## INFORMATION SHOWN
......

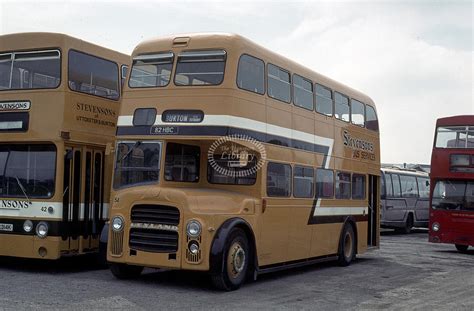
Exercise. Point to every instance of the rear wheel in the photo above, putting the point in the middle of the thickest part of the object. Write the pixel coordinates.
(235, 262)
(123, 271)
(347, 246)
(461, 248)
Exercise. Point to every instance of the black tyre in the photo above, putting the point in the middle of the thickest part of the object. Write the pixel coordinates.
(347, 246)
(408, 225)
(235, 262)
(461, 248)
(124, 272)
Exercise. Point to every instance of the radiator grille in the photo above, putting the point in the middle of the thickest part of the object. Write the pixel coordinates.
(157, 241)
(117, 243)
(155, 214)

......

Set out every line of the items above as a Markdown table with the columns "Row" and "Item line," numbering the rows in order and skipping blank lines. Omit the pictures.

| Row | Item line |
|---|---|
| 1 | Exercise. Point to every instance of the rear wheel in the photo above, putting the point in the middle of the thickest part of the object. Write the pixel coordinates. |
| 2 | (235, 262) |
| 3 | (123, 271) |
| 4 | (347, 246) |
| 5 | (461, 248) |
| 6 | Exercise. Point to every instance of the black tyre in the photo above, putting the point in the middle of the thickest part of the object. Write the pixel coordinates. |
| 7 | (347, 246) |
| 8 | (408, 225) |
| 9 | (235, 262) |
| 10 | (461, 248) |
| 11 | (124, 272) |
| 12 | Exercise. Point to every instance of the radiator grille in the photo above, putting the point in the middle of the thickest part of the object. Write the pixel coordinates. |
| 13 | (157, 241) |
| 14 | (117, 243) |
| 15 | (155, 214) |